### TEXT
[libcxx-commits] [PATCH] D131668: [libc++] Implement P2438R2 (std::string::substr() &&)

Tue Sep 6 10:47:19 PDT 2022

philnik marked 4 inline comments as done.
philnik added inline comments.

================
Comment at: libcxx/include/string:1297
+    basic_string substr(size_type __pos = 0, size_type __n = npos) const& {
+      return basic_string(*this, __pos, __n, __alloc());
+    }
----------------
Mordante wrote:
> Mordante wrote:
> > var-const wrote:
> > > philnik wrote:
> > > > var-const wrote:
> > > > > Mordante wrote:
> > > > > > philnik wrote:
> > > > > > > Mordante wrote:
> > > > > > > > philnik wrote:
> > > > > > > > > Mordante wrote:
> > > > > > > > > > This seems to be https://wg21.link/lwg3752, can you mention in the status page we implement this not yet accepted LWG-issue?
> > > > > > > > > I wouldn't consider LWG3752 to be implemented. It doesn't propose a solution and IMO the right thing would be to use `select_on_container_copy_construction` on the `const&` overload and passing the allocator on the `&&` overload.

### PROBLEMS AND TASKS
(a) List every distinct username that appears directly before "wrote:" in the code review thread.
(b) Continue the code review thread on the std::string::substr() patch from its last line.

### DATASET EXTRACT

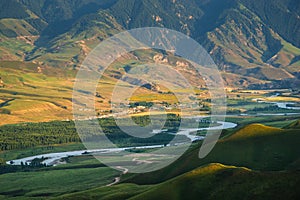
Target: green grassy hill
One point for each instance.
(254, 146)
(214, 181)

### RESULTS IN ORDER
(a) Mordante, var-const, philnik

(b)
> > > > > > > > But this deviates from the wording in the paper, there it's defined as
> > > > > > > > `return basic_string(*this, pos, n);` which uses `basic_string`'s default allocator.
> > > > > > > > So there should be some comments as why we have this non-conforming behaviour.
> > > > > > > I don't know why we have the non-conforming behaviour. I just didn't want to change the behaviour in this patch. I've filed https://llvm.org/PR57190.
> > > > > > I still would like a comment in the code mentioning this is non-standard behaviour and a link to the bug report.
> > > > > > That way when somebody sees this and wonders why it's clear this was done intentionally.
> > > > > Is the proposed resolution of LWG3752 to pass the allocator? I couldn't find the discussion it refers to, but because it says "we will fix it", I take it to mean that the current behavior, i.e., passing `__alloc()` should be changed, and the paper merely asks for confirmation.
> > > > > 
> > > > There is no officially proposed solution (as you can see). If you're asking if that's what the standard says, yes.
> > > In that case, I feel we shouldn't pass `__alloc` for the rvalue overload -- yes, it would be inconsistent, but I don't think we should introduce more divergence and have more stuff to fix later. This is definitely something to check with @ldionne.
> > For me it's fine to keep this since we already have this behaviour in our original `substr` code. So I don't mind waiting for the final resolution of LWG3752 before changing the code.
> Since @ldionne mentioned on Discord LWG-3752 probably will be closed as NAD I agree more with @var-const.(I had expected LWG to mandate the current MSVC STL and libc++ implementation.)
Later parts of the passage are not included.